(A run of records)
#####

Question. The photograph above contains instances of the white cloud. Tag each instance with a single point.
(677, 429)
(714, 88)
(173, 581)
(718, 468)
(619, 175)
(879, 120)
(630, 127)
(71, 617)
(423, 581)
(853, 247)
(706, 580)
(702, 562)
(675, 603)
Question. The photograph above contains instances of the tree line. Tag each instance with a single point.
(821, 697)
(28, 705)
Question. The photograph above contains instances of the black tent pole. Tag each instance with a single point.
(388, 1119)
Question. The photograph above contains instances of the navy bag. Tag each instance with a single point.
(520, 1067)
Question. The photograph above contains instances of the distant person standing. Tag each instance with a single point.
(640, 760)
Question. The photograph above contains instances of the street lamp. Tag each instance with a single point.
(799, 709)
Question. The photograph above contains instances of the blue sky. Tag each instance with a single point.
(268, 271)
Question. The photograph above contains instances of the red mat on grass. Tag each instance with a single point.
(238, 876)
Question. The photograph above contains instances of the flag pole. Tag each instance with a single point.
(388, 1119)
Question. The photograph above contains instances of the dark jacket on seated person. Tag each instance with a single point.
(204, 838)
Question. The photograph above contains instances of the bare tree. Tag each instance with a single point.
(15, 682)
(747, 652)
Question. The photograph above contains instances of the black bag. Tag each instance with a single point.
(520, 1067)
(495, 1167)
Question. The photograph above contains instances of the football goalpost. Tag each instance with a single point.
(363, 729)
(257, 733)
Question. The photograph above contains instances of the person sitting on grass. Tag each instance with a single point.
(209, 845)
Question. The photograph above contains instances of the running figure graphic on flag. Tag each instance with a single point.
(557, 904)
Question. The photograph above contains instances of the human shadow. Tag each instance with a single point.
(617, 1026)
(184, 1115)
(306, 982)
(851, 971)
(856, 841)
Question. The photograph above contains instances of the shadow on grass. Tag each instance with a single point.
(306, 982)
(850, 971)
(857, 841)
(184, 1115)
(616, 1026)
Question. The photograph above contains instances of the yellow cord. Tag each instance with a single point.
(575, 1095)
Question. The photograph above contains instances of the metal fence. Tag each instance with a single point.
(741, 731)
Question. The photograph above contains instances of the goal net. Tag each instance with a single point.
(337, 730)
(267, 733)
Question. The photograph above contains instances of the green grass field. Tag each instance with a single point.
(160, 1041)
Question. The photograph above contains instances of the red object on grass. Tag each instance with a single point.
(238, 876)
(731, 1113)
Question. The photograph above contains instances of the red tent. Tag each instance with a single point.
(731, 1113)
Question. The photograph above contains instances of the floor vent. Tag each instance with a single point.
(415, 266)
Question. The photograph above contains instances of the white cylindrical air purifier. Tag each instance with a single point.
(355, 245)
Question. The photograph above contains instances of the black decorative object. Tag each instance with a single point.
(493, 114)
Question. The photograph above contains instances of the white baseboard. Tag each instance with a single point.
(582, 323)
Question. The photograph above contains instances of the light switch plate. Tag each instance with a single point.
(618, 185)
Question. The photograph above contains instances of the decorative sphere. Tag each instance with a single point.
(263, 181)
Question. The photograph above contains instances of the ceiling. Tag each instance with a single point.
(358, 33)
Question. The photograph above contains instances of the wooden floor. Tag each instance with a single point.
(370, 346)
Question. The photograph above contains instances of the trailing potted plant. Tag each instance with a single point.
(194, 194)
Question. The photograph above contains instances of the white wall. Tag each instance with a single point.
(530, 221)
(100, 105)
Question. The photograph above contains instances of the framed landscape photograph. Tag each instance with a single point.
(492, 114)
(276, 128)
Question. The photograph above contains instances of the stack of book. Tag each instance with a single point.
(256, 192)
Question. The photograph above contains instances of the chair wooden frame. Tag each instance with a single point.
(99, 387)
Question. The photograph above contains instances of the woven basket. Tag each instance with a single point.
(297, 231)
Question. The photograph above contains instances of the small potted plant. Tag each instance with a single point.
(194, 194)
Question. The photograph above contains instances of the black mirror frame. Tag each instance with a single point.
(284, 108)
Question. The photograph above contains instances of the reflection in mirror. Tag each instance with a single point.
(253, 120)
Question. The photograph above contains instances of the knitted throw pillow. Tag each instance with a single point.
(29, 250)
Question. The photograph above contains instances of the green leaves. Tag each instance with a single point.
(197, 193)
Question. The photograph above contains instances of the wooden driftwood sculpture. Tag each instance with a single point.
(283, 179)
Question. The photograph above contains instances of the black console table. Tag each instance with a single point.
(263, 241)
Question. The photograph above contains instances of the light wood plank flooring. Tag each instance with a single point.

#####

WHAT YOU ARE ASKED TO DO:
Every line above should be printed again exactly as it stands.

RESULT FOR THIS EXERCISE:
Question. The photograph above contains instances of the white cloud. Tag each instance with a single point.
(677, 429)
(714, 88)
(173, 581)
(718, 468)
(619, 175)
(879, 120)
(630, 127)
(71, 617)
(423, 581)
(853, 247)
(706, 580)
(702, 562)
(675, 603)
Question. The photograph above contains instances of the tree line. Tag each instance with a single point.
(821, 697)
(28, 705)
Question. The photograph above contains instances of the black tent pole. Tag each instance with a single point.
(388, 1119)
Question. The photograph above contains instances of the navy bag. Tag each instance with a single point.
(520, 1067)
Question. The photograph above contains instances of the distant person standing. Tag each instance with a single point.
(640, 760)
Question. The photograph above contains instances of the street lamp. Tag each instance with a single point.
(799, 709)
Question. The photograph above contains instances of the blue sky. Tag each instance with a single point.
(268, 271)
Question. The photograph above contains instances of the red mat on grass. Tag each instance with a single point.
(238, 876)
Question. The photograph above contains instances of the flag pole. Tag each instance with a single point.
(388, 1119)
Question. The photograph above contains instances of the dark jacket on seated person. Tag each instance with a single point.
(204, 838)
Question. The photograph above contains instances of the bare tree. Tag each instance with a single point.
(15, 682)
(747, 652)
Question. The photograph above contains instances of the black bag. Tag each instance with a single point.
(520, 1067)
(495, 1167)
Question. The photograph above contains instances of the football goalpost. Tag each instance with a single point.
(363, 729)
(257, 733)
Question. The photograph above contains instances of the person sitting on grass. Tag each instance with a single point.
(209, 845)
Question. The photograph above contains instances of the running figure graphic on flag. Tag each instance with a single point.
(557, 904)
Question. The photograph above contains instances of the human shadow. Tag each instance with a single point.
(617, 1026)
(184, 1115)
(306, 982)
(851, 971)
(856, 841)
Question. The photograph above contains instances of the shadow on grass. Tag each instance with a single point.
(306, 982)
(850, 971)
(857, 841)
(184, 1115)
(616, 1026)
Question. The photograph above contains instances of the yellow cord. Tag each instance with a single point.
(575, 1095)
Question. The photograph above contains instances of the metal fence. Tag each instance with a single point.
(741, 731)
Question. The photograph above contains instances of the goal net. Tag each instance with a single point.
(337, 730)
(267, 733)
Question. The photograph above contains instances of the green grass field. Tag each instance with a single point.
(160, 1041)
Question. The photograph above contains instances of the red object on grass. Tag each instance with a single point.
(238, 876)
(731, 1113)
Question. The photograph above contains instances of the red tent. Tag each instance with a single point.
(731, 1113)
Question. The photograph above contains instances of the floor vent. Tag each instance with a single point.
(415, 266)
Question. The photograph above contains instances of the white cylindrical air purifier. Tag each instance with a single point.
(355, 245)
Question. The photograph above contains instances of the black decorative object. Tag each instance with a single point.
(493, 114)
Question. The photograph above contains instances of the white baseboard. Tag each instance with a single point.
(582, 323)
Question. The photograph above contains instances of the light switch plate. Tag each instance with a single point.
(618, 185)
Question. The photograph above contains instances of the decorative sphere. Tag each instance with a single point.
(263, 181)
Question. The photograph above contains instances of the ceiling. Tag each instance with a single point.
(358, 33)
Question. The photograph above contains instances of the wooden floor. Tag each instance with a single point.
(370, 346)
Question. The photograph above contains instances of the trailing potted plant. Tag each instance with a single point.
(194, 194)
Question. The photograph above contains instances of the white wall. Tag each instance with a single point.
(530, 221)
(100, 105)
Question. The photograph above contains instances of the framed landscape photograph. Tag each instance with a single point.
(492, 114)
(276, 128)
Question. The photograph above contains instances of the stack of book. Tag each instance with a single point.
(256, 192)
Question. The photograph above contains instances of the chair wooden frame. Tag each instance with a single point.
(99, 387)
Question. The photograph above contains instances of the woven basket. Tag each instance with a single point.
(297, 231)
Question. The photograph above contains instances of the small potted plant. Tag each instance with a single point.
(194, 194)
Question. The photograph above contains instances of the black mirror frame. Tag each instance with a single point.
(284, 108)
Question. The photograph above contains instances of the reflection in mirror. Tag each instance with a single point.
(253, 120)
Question. The photograph above contains instances of the knitted throw pillow. Tag each instance with a single point.
(29, 250)
Question. The photograph above contains instances of the green leaves. Tag each instance with a single point.
(197, 193)
Question. The photograph above contains instances of the wooden driftwood sculpture. Tag each instance with a single point.
(283, 179)
Question. The photograph above contains instances of the black console table. Tag each instance with a single point.
(263, 241)
Question. The photograph above contains instances of the light wood plank flooring. Tag each instance with a single point.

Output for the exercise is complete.